*** Input records ***

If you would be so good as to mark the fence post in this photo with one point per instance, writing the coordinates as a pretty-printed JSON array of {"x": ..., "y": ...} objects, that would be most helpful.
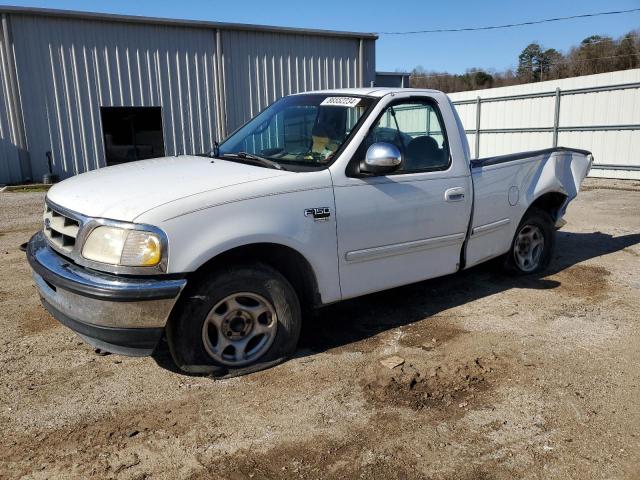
[
  {"x": 556, "y": 118},
  {"x": 478, "y": 103}
]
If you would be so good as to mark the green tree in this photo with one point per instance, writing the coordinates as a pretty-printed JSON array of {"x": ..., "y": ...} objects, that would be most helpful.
[
  {"x": 529, "y": 63},
  {"x": 627, "y": 54},
  {"x": 550, "y": 61}
]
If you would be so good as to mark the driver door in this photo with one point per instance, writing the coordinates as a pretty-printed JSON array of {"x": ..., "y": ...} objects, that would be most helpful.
[{"x": 408, "y": 225}]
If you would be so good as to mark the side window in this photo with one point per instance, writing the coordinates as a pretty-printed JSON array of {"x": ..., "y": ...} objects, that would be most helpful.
[{"x": 417, "y": 131}]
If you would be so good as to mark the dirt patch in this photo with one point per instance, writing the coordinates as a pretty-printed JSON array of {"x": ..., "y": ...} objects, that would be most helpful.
[
  {"x": 36, "y": 319},
  {"x": 108, "y": 436},
  {"x": 438, "y": 385},
  {"x": 586, "y": 281},
  {"x": 321, "y": 457},
  {"x": 430, "y": 333}
]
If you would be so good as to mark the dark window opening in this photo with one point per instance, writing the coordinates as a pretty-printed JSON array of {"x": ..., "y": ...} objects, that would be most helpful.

***

Your answer must be the lines from the one holding "If you would be so good as to mark the side" to the end of the listing above, exactly as written and nothing else.

If you would be so good as to mark the side window in this photo with one point per instance, writing the coordinates as a pretty-printed JSON array of {"x": ..., "y": ...} objects, that would be most helpful.
[{"x": 417, "y": 131}]
If you would be so good as to mark the dirt patch in this photo with one point per instance, writing the coordinates as a pretty-printed JSON array of {"x": ..., "y": ...} objects, that would be most helpful.
[
  {"x": 36, "y": 319},
  {"x": 108, "y": 436},
  {"x": 438, "y": 385},
  {"x": 586, "y": 281},
  {"x": 321, "y": 457},
  {"x": 430, "y": 333}
]
If you would be so good as to mark the dark window opening in this photo with one point per instance, writing the coordinates as a pretty-printed JSON array of {"x": ..., "y": ...} objects, that would be most helpful.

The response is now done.